> [Do this]: Return every line in the listing below that contains the string "plow".

> [Extracted material]:

++++++++

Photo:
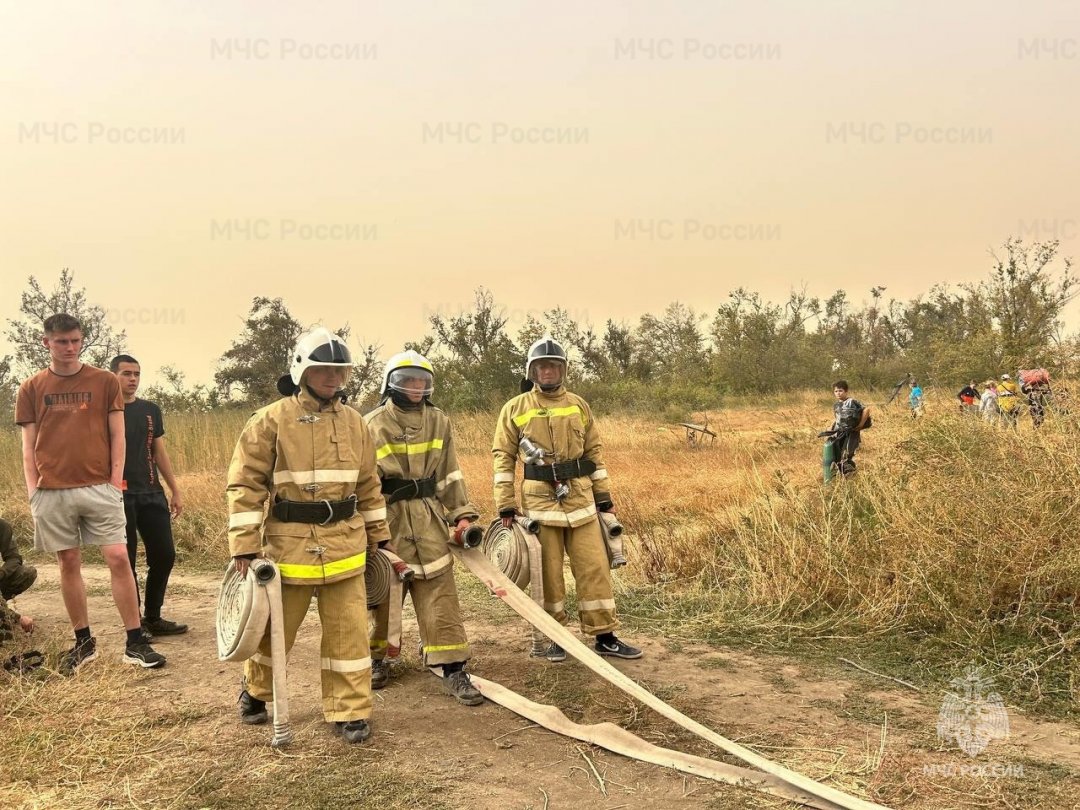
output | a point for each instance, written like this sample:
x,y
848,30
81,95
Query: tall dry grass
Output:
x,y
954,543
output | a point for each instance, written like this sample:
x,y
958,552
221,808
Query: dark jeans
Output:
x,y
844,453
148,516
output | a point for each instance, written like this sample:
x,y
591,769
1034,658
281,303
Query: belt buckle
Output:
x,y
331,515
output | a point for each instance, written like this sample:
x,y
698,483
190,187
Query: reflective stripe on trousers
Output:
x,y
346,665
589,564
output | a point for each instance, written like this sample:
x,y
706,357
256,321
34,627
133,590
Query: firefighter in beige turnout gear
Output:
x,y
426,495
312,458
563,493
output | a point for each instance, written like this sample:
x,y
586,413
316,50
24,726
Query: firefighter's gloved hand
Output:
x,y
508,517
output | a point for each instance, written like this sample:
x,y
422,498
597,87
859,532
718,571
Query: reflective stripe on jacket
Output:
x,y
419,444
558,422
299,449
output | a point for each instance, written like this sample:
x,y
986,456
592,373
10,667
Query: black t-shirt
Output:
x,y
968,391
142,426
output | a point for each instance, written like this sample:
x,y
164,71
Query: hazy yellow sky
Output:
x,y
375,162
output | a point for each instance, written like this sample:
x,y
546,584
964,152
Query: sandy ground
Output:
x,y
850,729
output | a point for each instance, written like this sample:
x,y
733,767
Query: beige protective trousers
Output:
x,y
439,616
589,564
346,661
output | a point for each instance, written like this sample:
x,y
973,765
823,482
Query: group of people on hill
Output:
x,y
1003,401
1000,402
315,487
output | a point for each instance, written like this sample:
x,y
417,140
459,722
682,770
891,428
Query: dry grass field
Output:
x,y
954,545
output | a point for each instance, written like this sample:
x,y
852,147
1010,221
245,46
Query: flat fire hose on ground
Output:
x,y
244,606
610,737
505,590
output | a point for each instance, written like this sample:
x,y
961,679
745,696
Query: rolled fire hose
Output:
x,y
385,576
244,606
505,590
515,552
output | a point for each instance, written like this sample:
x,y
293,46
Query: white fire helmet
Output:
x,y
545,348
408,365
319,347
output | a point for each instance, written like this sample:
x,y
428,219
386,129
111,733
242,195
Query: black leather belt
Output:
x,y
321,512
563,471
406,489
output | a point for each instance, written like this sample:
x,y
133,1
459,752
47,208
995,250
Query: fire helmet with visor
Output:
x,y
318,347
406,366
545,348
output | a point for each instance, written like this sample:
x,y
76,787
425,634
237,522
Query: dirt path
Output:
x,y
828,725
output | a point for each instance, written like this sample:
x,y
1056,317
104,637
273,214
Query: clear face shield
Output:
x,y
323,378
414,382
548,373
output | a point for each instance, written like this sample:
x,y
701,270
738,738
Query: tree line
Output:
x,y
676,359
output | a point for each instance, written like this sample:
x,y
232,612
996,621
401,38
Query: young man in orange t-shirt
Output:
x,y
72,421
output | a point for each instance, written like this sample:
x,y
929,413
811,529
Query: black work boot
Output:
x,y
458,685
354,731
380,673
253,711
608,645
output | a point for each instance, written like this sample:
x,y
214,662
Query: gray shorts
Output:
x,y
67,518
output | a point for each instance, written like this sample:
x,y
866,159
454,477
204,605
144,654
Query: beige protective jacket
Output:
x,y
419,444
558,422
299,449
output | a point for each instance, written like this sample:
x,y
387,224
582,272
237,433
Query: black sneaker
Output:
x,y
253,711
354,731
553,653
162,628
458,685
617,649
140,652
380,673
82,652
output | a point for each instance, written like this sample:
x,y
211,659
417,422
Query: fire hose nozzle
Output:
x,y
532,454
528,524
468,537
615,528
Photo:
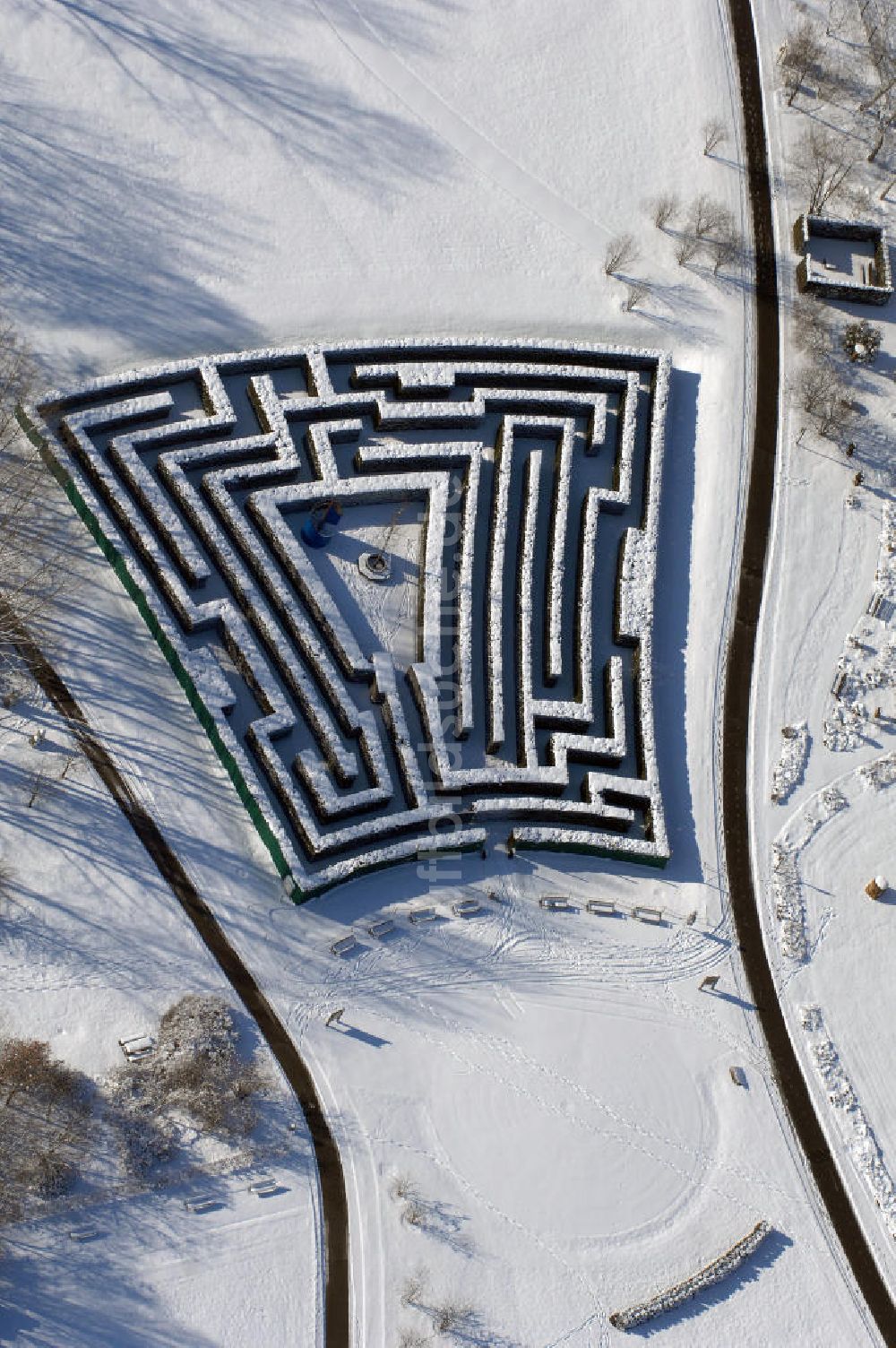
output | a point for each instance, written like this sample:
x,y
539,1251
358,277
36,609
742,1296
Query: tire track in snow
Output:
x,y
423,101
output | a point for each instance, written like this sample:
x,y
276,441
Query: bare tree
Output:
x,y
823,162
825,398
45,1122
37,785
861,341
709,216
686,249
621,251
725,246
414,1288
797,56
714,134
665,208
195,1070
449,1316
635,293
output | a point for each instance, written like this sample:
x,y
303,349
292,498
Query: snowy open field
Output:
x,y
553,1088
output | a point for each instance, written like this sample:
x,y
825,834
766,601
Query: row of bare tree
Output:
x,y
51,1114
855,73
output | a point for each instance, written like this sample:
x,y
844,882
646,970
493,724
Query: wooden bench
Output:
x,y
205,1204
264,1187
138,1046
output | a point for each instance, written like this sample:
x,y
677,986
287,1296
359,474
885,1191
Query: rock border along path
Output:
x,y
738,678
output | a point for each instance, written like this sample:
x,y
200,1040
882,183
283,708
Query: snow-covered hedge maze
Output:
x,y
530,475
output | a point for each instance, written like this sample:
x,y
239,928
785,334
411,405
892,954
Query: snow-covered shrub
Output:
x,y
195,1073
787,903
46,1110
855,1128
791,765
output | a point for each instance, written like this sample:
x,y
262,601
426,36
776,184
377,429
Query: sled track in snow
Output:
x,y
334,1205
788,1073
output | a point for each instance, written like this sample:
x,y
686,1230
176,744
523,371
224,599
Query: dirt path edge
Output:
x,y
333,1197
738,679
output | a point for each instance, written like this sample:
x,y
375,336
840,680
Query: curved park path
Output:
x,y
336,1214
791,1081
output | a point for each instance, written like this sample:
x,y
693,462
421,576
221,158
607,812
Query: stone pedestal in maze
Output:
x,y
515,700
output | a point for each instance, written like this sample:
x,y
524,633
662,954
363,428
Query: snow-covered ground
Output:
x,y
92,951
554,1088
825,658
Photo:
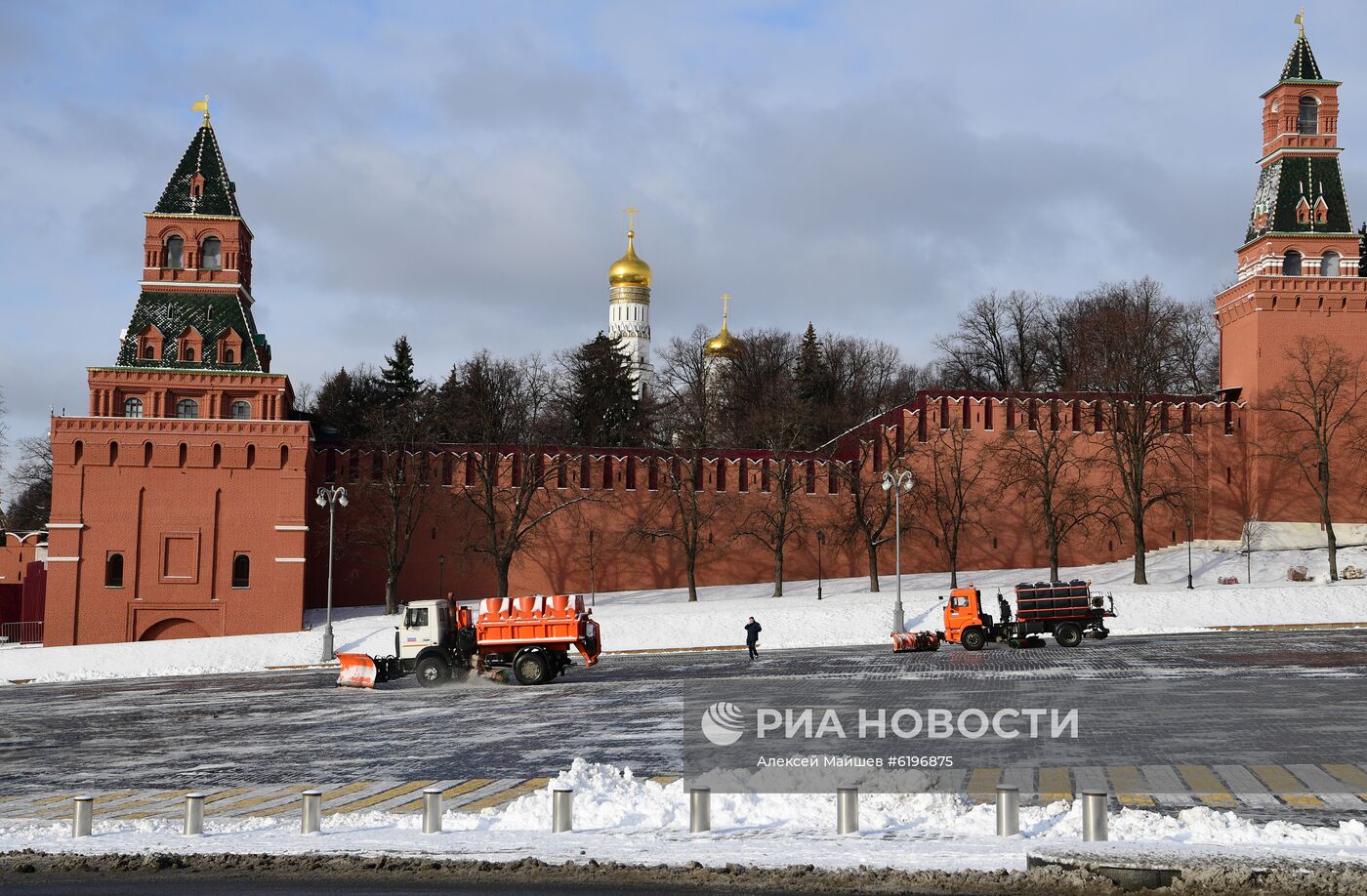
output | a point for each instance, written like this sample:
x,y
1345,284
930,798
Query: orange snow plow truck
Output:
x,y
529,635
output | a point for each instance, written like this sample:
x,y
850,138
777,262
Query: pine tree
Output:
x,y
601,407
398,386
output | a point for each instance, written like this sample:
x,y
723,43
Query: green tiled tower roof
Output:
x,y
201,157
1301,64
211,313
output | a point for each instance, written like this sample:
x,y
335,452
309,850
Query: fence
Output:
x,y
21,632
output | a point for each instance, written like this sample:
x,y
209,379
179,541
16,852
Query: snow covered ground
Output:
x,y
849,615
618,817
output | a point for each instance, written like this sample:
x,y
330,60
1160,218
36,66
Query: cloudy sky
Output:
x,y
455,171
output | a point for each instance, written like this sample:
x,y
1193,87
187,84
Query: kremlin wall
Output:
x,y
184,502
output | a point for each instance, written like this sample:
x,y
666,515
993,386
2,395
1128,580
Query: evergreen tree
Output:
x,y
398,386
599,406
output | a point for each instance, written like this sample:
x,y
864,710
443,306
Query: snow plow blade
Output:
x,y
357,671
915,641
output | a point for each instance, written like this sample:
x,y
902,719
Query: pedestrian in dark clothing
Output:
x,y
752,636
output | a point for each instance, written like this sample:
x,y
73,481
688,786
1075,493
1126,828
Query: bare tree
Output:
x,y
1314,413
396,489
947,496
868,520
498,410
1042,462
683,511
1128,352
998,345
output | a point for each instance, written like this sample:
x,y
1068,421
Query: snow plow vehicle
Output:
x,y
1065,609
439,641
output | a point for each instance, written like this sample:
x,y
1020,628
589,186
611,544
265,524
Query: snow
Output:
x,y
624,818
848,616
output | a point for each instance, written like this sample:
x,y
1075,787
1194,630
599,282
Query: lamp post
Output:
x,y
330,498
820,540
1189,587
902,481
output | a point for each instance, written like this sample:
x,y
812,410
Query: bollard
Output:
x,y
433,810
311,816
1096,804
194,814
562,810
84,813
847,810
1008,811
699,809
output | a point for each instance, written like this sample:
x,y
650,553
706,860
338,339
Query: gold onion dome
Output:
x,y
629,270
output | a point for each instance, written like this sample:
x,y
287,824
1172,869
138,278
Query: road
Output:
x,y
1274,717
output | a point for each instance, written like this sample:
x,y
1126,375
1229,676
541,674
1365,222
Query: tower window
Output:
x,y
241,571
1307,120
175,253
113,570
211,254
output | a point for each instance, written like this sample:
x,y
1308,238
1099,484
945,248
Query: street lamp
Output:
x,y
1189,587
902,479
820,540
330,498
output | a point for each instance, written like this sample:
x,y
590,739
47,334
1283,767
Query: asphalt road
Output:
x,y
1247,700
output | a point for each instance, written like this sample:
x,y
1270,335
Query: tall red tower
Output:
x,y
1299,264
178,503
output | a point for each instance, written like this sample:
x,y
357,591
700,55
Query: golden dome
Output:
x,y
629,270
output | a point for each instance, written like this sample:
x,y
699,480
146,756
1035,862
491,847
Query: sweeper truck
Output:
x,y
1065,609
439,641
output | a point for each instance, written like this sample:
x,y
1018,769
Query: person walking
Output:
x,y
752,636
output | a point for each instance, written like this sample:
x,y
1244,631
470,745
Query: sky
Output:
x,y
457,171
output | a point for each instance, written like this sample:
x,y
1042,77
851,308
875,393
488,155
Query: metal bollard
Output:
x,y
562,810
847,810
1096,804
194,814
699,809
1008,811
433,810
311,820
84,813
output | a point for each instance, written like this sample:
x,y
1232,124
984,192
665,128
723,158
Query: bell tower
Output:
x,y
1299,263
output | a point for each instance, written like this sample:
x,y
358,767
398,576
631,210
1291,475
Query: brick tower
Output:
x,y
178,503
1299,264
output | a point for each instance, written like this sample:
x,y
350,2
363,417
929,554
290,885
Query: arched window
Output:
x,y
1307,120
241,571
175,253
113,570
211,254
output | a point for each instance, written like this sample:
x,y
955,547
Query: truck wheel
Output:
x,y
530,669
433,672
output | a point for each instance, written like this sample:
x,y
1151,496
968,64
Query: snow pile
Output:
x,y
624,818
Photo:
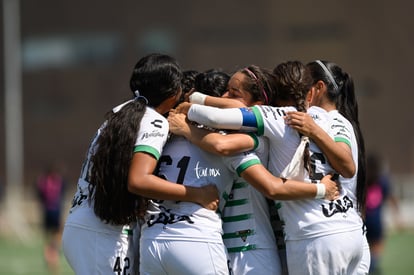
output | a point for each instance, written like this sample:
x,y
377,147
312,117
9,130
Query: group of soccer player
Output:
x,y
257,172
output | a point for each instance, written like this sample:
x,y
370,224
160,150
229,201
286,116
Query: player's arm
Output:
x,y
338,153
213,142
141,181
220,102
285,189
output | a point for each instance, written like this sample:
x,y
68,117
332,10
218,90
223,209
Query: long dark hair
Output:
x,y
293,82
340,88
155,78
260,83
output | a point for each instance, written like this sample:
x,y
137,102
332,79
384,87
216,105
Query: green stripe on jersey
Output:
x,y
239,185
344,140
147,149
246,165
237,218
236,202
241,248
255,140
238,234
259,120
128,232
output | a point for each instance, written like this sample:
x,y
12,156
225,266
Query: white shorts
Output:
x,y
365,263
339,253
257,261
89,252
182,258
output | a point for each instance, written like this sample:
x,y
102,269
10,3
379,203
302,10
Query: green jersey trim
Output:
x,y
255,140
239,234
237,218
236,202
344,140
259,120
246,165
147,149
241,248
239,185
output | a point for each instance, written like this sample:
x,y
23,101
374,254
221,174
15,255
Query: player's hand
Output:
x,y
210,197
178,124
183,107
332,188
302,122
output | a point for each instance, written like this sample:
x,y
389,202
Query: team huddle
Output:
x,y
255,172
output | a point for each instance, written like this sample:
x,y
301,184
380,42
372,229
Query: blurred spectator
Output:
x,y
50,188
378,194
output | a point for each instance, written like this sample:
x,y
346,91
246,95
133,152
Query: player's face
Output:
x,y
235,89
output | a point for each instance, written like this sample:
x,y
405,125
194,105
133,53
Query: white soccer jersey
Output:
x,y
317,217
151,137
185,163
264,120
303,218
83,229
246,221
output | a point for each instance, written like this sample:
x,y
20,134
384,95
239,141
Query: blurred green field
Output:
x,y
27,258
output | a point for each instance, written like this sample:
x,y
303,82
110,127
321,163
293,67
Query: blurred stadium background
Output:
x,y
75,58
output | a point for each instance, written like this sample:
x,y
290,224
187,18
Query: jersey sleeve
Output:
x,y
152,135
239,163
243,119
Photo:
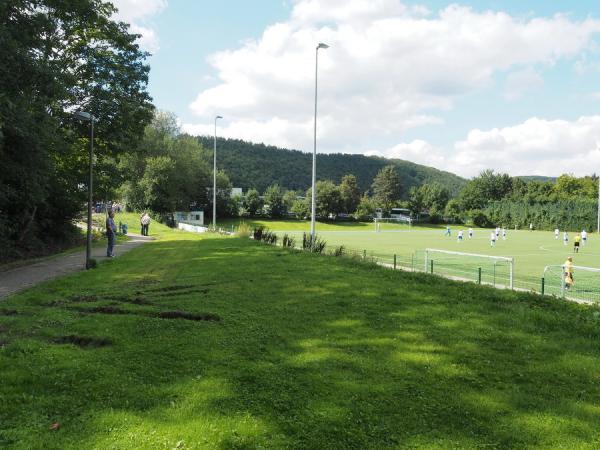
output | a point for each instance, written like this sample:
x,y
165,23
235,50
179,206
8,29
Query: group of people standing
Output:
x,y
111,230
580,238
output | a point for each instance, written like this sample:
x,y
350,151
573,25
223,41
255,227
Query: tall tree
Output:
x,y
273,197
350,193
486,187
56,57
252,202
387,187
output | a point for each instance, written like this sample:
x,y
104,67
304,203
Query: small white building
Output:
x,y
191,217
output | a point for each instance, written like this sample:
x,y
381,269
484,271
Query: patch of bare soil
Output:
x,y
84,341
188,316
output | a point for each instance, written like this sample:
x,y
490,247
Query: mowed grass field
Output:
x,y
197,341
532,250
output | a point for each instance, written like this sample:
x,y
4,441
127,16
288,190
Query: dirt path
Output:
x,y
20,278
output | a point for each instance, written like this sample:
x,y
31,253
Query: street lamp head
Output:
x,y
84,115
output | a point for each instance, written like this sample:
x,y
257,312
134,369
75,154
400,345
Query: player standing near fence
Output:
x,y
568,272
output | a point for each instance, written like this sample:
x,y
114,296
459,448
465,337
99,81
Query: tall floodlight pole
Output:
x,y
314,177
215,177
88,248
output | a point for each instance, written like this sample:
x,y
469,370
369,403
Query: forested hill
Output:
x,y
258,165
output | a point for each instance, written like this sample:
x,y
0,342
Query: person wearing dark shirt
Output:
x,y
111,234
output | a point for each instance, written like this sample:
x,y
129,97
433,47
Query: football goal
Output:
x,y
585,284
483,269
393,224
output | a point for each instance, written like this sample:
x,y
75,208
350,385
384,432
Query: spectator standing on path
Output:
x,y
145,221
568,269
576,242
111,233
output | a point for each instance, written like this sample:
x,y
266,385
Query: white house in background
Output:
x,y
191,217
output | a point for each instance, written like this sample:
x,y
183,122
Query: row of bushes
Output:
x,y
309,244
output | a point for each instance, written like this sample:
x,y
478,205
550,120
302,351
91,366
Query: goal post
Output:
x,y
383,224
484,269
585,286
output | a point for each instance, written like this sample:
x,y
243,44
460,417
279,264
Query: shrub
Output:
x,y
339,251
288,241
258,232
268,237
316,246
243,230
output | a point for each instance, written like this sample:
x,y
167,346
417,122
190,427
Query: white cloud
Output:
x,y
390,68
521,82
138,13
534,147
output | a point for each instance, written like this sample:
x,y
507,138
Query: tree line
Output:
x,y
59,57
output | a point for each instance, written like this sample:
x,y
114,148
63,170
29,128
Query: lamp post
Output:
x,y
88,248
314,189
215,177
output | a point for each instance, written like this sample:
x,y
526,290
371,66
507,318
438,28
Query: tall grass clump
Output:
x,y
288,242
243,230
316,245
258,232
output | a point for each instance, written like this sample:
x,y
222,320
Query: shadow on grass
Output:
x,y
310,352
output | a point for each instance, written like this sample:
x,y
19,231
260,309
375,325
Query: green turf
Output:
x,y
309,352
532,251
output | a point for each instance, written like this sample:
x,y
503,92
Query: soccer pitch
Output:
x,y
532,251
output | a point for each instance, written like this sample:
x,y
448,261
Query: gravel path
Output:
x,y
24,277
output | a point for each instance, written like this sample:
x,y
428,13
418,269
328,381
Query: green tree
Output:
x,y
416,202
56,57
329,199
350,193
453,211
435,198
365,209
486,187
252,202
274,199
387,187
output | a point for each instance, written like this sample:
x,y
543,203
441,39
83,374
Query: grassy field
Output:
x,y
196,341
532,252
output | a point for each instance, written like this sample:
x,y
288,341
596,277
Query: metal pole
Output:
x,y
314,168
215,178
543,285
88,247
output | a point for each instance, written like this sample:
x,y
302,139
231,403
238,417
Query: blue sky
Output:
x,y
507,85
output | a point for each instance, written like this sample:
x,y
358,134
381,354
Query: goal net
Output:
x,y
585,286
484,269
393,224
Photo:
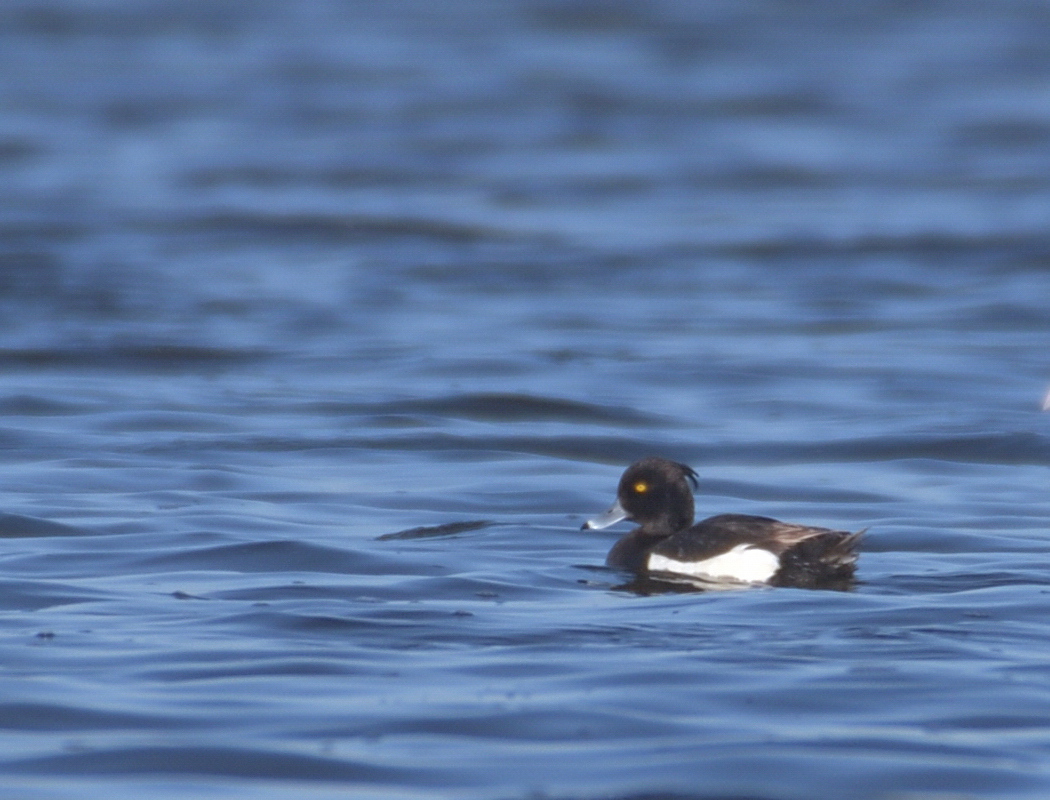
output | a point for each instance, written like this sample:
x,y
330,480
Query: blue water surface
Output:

++++++++

> [Final result]:
Query: orange snow plow truck
Query: snow plow blade
Query: snow plow vehicle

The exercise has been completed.